__Work request__: Beginning with the line that holds "I would be grateful if you could indicate the tall", copy every remaining line of the listing below exactly, and leave the pictures out.
....
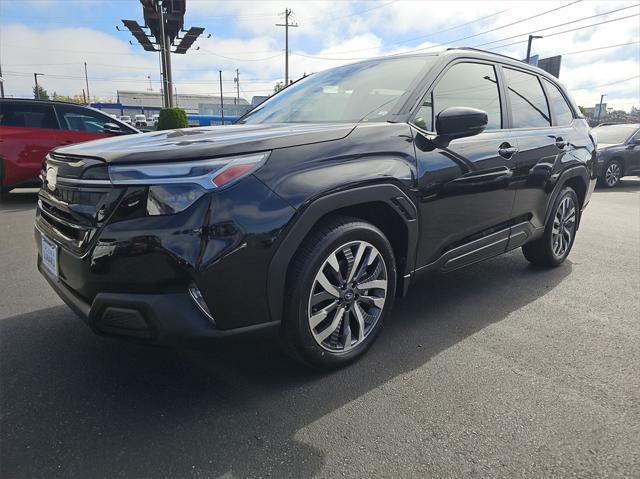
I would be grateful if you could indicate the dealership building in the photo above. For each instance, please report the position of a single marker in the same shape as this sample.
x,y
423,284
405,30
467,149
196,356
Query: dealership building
x,y
148,103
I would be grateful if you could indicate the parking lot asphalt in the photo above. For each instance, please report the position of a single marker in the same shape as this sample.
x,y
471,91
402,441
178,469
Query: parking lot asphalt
x,y
498,370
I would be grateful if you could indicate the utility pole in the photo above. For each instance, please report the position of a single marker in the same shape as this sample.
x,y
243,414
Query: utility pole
x,y
531,38
165,51
286,25
600,108
86,79
35,77
1,83
221,98
237,81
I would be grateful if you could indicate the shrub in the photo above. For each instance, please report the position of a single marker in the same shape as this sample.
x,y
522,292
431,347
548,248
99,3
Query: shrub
x,y
171,118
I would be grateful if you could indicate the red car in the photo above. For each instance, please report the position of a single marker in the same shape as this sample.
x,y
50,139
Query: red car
x,y
29,129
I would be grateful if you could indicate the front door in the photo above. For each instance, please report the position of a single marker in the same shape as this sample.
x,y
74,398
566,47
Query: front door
x,y
464,189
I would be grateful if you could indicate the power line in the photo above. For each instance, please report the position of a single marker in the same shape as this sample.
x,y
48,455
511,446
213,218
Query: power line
x,y
452,41
600,48
559,25
570,30
408,40
606,84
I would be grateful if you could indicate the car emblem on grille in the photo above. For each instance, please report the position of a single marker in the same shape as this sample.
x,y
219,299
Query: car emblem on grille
x,y
52,177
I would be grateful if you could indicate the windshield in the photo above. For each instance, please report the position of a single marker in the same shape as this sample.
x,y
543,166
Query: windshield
x,y
365,91
614,134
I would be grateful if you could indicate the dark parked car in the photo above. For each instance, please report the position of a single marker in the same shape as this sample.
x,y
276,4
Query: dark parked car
x,y
30,128
618,152
320,207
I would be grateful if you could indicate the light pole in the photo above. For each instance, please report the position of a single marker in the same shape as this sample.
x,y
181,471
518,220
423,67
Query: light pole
x,y
86,79
600,107
35,77
221,98
286,25
531,38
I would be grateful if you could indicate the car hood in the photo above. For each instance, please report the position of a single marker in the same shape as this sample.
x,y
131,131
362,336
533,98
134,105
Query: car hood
x,y
205,142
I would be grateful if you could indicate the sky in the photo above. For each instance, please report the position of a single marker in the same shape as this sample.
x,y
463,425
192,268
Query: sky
x,y
56,37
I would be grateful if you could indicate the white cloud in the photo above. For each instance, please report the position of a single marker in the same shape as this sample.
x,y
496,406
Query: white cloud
x,y
337,30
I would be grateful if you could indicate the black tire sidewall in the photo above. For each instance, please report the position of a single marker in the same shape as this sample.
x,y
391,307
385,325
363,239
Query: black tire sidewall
x,y
604,174
297,323
567,190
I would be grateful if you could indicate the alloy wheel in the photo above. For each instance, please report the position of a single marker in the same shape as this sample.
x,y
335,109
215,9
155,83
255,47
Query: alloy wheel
x,y
564,227
612,174
348,296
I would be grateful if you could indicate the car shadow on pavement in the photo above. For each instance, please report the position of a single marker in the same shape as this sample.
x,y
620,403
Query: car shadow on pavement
x,y
628,184
74,404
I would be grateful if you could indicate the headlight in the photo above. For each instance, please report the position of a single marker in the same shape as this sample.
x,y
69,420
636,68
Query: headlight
x,y
173,187
209,174
170,199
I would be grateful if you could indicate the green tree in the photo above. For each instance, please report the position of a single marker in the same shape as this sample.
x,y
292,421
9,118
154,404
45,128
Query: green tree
x,y
40,93
171,118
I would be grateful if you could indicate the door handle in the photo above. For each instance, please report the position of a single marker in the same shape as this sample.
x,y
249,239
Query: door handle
x,y
506,150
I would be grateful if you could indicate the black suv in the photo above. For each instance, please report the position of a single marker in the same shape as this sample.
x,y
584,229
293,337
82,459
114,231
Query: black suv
x,y
319,208
618,152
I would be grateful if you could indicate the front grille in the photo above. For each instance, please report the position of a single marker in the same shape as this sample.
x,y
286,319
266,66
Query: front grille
x,y
72,208
71,195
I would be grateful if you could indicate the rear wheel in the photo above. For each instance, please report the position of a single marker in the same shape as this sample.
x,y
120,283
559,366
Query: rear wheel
x,y
560,231
342,285
612,174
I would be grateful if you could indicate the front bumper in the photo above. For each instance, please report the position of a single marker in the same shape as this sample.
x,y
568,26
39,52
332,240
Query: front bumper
x,y
130,274
165,319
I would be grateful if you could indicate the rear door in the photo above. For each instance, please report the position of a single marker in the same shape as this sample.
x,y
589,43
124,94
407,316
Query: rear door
x,y
28,130
633,155
465,188
541,144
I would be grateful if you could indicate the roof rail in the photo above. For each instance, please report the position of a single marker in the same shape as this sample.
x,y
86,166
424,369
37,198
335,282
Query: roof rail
x,y
483,51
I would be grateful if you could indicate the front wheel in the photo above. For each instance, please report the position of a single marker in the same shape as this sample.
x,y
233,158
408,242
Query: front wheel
x,y
612,174
341,286
560,231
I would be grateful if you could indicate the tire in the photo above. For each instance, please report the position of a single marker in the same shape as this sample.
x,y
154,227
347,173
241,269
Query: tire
x,y
559,234
338,325
611,174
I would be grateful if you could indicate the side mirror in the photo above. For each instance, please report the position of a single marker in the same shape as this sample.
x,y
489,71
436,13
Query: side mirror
x,y
112,128
459,122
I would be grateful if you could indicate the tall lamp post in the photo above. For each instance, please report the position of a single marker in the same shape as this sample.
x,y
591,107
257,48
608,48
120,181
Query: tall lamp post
x,y
35,77
600,108
531,38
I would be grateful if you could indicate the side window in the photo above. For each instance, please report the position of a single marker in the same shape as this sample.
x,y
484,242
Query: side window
x,y
472,85
561,110
27,115
79,119
529,107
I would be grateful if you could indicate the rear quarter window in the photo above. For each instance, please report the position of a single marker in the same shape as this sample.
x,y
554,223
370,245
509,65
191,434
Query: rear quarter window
x,y
24,115
561,110
529,108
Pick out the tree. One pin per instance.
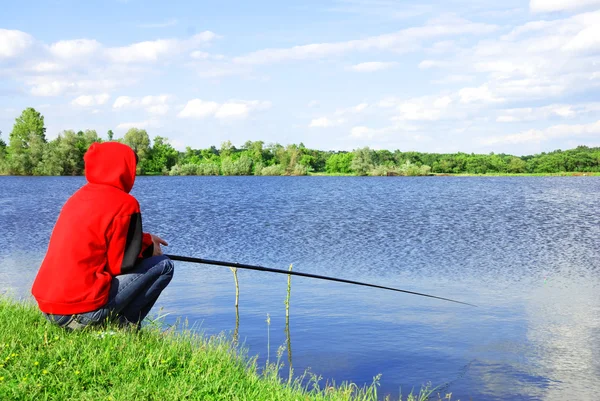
....
__Result of the task__:
I would be grateful if you could indicate the tall lamp post in the photo above. For each instance, please report the position of a single marker in the same shape as this sample.
x,y
591,107
257,48
608,48
120,181
Query: tall lamp post
x,y
35,77
600,108
531,38
I would be grateful if you could indicate the side window in the photo above. For each instance, please report the position of a single marker in the same shape as this sample.
x,y
484,242
Query: side window
x,y
472,85
561,110
27,115
79,119
529,107
I would be grateful if you could indicate the rear quarter window in the photo above. For each instance, please report the position of a single marker in the same shape as this sample.
x,y
554,223
370,245
509,65
191,434
Query: rear quarter window
x,y
24,115
561,110
529,108
Pick out the tree. One pin per instance.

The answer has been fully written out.